[Stored dataset items]
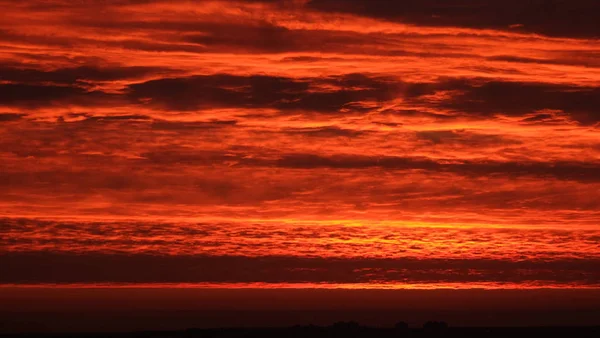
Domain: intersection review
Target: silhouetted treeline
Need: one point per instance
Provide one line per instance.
(349, 329)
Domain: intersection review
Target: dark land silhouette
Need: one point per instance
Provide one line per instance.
(344, 329)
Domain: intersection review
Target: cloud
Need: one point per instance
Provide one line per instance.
(223, 90)
(32, 268)
(554, 18)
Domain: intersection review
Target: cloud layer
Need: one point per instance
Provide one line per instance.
(315, 141)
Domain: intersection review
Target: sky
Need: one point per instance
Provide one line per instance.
(301, 144)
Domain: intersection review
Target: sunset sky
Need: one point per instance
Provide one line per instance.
(300, 144)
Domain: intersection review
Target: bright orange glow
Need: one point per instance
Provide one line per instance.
(257, 144)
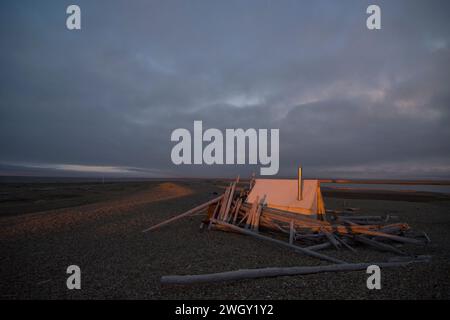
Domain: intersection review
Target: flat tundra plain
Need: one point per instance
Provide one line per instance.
(45, 227)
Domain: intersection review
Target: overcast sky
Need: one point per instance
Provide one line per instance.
(349, 102)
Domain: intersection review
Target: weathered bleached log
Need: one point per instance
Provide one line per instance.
(193, 210)
(236, 210)
(378, 245)
(345, 244)
(223, 204)
(291, 233)
(319, 246)
(230, 199)
(330, 238)
(392, 237)
(277, 272)
(296, 248)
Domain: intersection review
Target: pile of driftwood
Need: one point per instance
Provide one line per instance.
(341, 230)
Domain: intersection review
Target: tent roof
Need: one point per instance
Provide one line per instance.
(282, 193)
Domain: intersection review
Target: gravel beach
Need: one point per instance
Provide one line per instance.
(103, 236)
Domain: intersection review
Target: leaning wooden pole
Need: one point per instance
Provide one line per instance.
(193, 210)
(276, 272)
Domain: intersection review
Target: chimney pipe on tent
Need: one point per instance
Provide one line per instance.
(300, 184)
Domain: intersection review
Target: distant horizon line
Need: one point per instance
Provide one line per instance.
(322, 180)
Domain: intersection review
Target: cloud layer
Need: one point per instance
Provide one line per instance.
(349, 102)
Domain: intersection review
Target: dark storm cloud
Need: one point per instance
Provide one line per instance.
(348, 101)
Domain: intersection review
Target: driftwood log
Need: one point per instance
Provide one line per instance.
(276, 272)
(296, 248)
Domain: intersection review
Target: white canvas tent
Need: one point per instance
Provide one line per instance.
(283, 194)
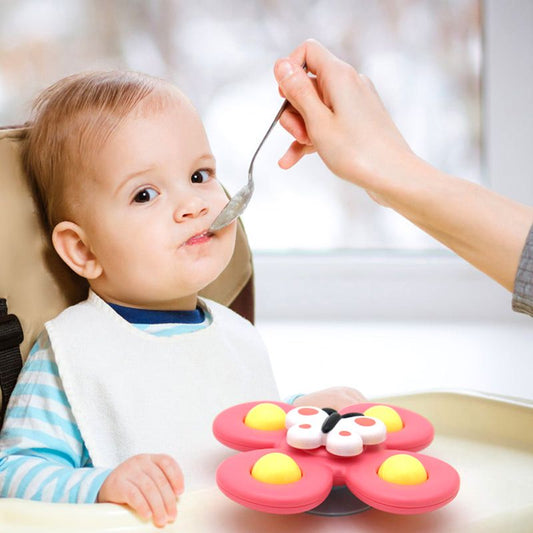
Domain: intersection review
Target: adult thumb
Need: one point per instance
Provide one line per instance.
(298, 89)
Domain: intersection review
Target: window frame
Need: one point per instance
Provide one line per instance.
(433, 285)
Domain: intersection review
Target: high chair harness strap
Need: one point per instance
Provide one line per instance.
(11, 336)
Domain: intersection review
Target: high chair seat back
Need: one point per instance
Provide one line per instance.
(38, 285)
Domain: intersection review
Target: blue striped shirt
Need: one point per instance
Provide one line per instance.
(42, 452)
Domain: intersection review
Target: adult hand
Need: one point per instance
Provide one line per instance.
(340, 115)
(148, 483)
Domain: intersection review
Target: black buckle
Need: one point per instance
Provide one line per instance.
(11, 335)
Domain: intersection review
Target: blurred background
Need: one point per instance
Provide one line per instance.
(424, 56)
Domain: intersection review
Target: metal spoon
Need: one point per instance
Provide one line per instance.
(236, 206)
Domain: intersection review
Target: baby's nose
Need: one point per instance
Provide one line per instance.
(191, 208)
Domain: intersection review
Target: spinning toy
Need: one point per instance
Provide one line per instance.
(296, 459)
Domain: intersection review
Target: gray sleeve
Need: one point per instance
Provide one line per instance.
(523, 284)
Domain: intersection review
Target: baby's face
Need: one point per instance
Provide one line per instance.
(147, 207)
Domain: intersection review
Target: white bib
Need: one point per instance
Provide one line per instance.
(132, 392)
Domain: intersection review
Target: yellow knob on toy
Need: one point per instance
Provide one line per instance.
(403, 469)
(265, 416)
(387, 415)
(276, 468)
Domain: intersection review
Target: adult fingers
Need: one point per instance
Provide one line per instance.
(299, 90)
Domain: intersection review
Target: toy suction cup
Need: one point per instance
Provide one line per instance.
(340, 502)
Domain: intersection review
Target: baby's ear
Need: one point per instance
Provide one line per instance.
(72, 245)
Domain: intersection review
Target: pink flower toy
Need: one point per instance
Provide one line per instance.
(296, 459)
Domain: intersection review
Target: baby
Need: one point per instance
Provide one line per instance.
(122, 387)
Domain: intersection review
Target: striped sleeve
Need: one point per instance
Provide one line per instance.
(42, 453)
(523, 285)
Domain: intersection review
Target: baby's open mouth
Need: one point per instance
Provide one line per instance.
(199, 238)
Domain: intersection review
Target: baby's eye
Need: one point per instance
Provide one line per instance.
(200, 176)
(145, 195)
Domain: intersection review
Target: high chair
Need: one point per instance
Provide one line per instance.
(489, 440)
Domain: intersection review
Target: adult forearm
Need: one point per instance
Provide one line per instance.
(483, 227)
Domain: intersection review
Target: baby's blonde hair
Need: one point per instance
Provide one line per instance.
(70, 121)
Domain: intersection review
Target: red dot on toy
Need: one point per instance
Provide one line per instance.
(363, 421)
(307, 411)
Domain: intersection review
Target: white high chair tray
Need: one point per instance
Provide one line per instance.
(489, 441)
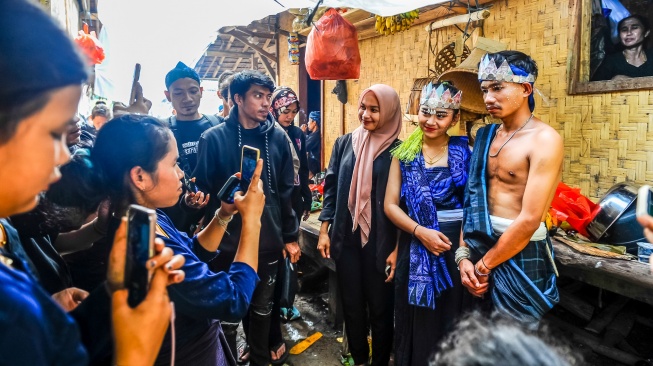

» Objective
Pull out each line of the items above that contains the word "white". Case counts.

» Answer to the task
Target: white canvas tent
Target: white bib
Target: white high chair tray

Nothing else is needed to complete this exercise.